What you are asked to do: Restate all the data word for word, leaving nothing out.

Materials provided:
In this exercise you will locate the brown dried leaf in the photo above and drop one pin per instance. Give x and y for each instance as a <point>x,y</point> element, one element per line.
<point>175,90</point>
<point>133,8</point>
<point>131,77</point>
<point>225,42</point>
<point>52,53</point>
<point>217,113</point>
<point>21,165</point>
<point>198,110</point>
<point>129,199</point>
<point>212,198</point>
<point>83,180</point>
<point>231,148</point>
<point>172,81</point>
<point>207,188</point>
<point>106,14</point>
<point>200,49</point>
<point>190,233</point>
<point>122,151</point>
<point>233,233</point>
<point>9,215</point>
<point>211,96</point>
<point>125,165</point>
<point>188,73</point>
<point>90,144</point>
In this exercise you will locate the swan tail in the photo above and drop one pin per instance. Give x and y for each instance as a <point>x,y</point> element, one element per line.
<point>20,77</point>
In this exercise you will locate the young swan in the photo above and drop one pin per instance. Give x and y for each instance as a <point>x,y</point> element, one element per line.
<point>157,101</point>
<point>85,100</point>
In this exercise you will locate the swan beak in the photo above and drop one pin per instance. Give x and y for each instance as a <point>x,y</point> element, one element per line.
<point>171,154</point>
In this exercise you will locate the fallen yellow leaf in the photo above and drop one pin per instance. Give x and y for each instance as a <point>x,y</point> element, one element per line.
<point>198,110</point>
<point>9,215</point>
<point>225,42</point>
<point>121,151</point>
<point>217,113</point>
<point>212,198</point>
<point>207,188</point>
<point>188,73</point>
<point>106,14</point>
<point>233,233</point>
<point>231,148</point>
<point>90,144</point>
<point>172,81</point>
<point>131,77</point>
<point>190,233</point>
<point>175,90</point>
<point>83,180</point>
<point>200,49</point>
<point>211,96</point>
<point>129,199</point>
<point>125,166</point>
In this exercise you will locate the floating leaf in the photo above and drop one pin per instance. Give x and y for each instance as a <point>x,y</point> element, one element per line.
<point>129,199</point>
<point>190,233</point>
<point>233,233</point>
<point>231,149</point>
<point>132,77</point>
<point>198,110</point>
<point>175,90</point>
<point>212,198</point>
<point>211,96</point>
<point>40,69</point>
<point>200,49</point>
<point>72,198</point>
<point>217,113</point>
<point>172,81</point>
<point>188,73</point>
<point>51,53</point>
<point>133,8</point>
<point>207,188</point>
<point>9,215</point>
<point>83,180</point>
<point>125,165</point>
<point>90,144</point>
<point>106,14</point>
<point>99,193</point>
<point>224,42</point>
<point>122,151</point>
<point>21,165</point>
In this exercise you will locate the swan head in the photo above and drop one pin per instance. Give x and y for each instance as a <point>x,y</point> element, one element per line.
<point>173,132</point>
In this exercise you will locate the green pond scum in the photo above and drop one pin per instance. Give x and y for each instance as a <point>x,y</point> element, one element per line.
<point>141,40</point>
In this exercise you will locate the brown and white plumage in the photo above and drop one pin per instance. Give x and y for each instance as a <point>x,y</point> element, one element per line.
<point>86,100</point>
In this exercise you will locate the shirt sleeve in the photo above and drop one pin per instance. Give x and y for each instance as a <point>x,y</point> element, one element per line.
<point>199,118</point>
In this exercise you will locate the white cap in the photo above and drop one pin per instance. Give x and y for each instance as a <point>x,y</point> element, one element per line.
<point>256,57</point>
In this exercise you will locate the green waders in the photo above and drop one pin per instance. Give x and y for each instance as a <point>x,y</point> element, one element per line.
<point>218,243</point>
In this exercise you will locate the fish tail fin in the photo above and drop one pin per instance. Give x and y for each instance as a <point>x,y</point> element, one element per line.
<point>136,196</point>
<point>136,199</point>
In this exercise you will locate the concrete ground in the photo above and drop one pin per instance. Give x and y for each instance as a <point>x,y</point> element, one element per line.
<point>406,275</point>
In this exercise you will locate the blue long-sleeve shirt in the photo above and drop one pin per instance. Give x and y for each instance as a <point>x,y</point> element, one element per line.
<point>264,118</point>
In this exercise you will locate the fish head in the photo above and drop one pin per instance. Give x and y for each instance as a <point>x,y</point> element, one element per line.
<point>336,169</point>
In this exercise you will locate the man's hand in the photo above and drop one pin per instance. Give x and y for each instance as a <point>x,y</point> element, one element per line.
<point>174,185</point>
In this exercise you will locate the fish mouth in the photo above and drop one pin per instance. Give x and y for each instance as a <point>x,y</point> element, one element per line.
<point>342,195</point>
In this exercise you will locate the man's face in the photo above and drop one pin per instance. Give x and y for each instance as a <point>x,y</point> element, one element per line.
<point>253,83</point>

The answer:
In this exercise you will locate the brown dried leaf in the photo above and drop one pin per instance. Give x and y for each instance as a <point>x,y</point> element, one element per line.
<point>175,90</point>
<point>133,8</point>
<point>131,77</point>
<point>225,42</point>
<point>52,53</point>
<point>217,113</point>
<point>21,165</point>
<point>198,110</point>
<point>129,199</point>
<point>212,198</point>
<point>83,180</point>
<point>231,148</point>
<point>172,81</point>
<point>207,188</point>
<point>106,14</point>
<point>200,49</point>
<point>190,233</point>
<point>122,151</point>
<point>233,233</point>
<point>9,215</point>
<point>211,96</point>
<point>125,165</point>
<point>188,73</point>
<point>90,144</point>
In this exercise you will locate the swan tail in the photo above and drop one pin per instance. Give x and y for each instance as a <point>x,y</point> element, one element per line.
<point>20,77</point>
In this exercise you will locate the young swan in the photo above and drop one pin per instance. Give x and y for each instance as a <point>x,y</point> element, one element per line.
<point>157,101</point>
<point>85,100</point>
In this exercise you will locate the swan beak in the photo above and drop one pin per instance. Give x and y for each instance as a <point>x,y</point> element, one element per line.
<point>171,154</point>
In this exercise you will locate the fallen yellow leaf in the photo above and drop one pin per instance. Give x and y for each instance as a <point>x,y</point> element, one element per line.
<point>198,110</point>
<point>9,215</point>
<point>225,42</point>
<point>121,151</point>
<point>217,113</point>
<point>212,198</point>
<point>207,188</point>
<point>188,73</point>
<point>106,14</point>
<point>233,233</point>
<point>231,148</point>
<point>90,144</point>
<point>172,81</point>
<point>131,77</point>
<point>190,233</point>
<point>175,90</point>
<point>83,180</point>
<point>200,49</point>
<point>211,96</point>
<point>129,199</point>
<point>125,166</point>
In this exercise you will locate the floating leaf in the photo above and drop one pin per instance. Give x and y for each instance as a <point>x,y</point> element, one element per line.
<point>129,199</point>
<point>190,233</point>
<point>233,233</point>
<point>231,149</point>
<point>132,77</point>
<point>198,110</point>
<point>175,90</point>
<point>212,198</point>
<point>211,96</point>
<point>40,69</point>
<point>200,49</point>
<point>72,198</point>
<point>217,113</point>
<point>172,81</point>
<point>188,73</point>
<point>51,53</point>
<point>133,8</point>
<point>207,188</point>
<point>9,215</point>
<point>83,180</point>
<point>125,165</point>
<point>90,144</point>
<point>106,14</point>
<point>99,193</point>
<point>224,42</point>
<point>122,151</point>
<point>21,165</point>
In this exercise you will locate the swan head in the photo above and drop one pin per instance. Give x and y for each instance as a <point>x,y</point> element, one element per line.
<point>173,132</point>
In this exercise you will locate the green pond scum in the photo above and drop one pin per instance. Give x and y for each instance as a <point>x,y</point> element, one element per line.
<point>141,40</point>
In this exercise you will locate the brown and white plumage in the photo above and drop one pin per instance. Give x and y for each instance as a <point>x,y</point> element, one element per line.
<point>86,100</point>
In this exercise you will locate the shirt sleeve in the photo above and drop one pin per instance. Give x and y for each instance as a <point>x,y</point> element, one element per line.
<point>199,118</point>
In this exercise you will locate the white cap in the photo above and drop one pin per instance. Give x and y for each instance as a <point>x,y</point> element, one element per line.
<point>256,57</point>
In this exercise you will locate the green waders in the photo above and drop one pin per instance. Give x and y for each instance as a <point>x,y</point> element, one element per line.
<point>218,243</point>
In this exercise you will locate the fish tail fin in the photo above and drop one pin per instance. Give x and y for each instance as a <point>x,y</point> element, one element per line.
<point>136,196</point>
<point>136,199</point>
In this exercise you will locate the concrete ground in the photo above and drop one pin per instance. Give x and y for each instance as a <point>x,y</point> element, one element per line.
<point>406,275</point>
In this exercise you will locate the blue long-sleeve shirt in the photo above and drop one pin per instance. Give x and y for each instance as a <point>x,y</point> element, one element per line.
<point>264,118</point>
In this exercise you will locate the fish head in the photo above and drop one pin per instance. Give x and y for each instance as a <point>x,y</point> element, one element per line.
<point>336,169</point>
In this exercise you will locate the man's hand in the photo above and drop one pin per instance. Give x and y for each instance as a <point>x,y</point> element, one element per line.
<point>174,185</point>
In this exercise you will locate the fish mouth in the photo above and drop one pin per instance. Give x and y for each instance as a <point>x,y</point> element, one element per line.
<point>342,195</point>
In this exercise you will locate the man's face in the photo above and drop one pin per instance. Give x and y for each instance as a <point>x,y</point> element, one element per line.
<point>253,83</point>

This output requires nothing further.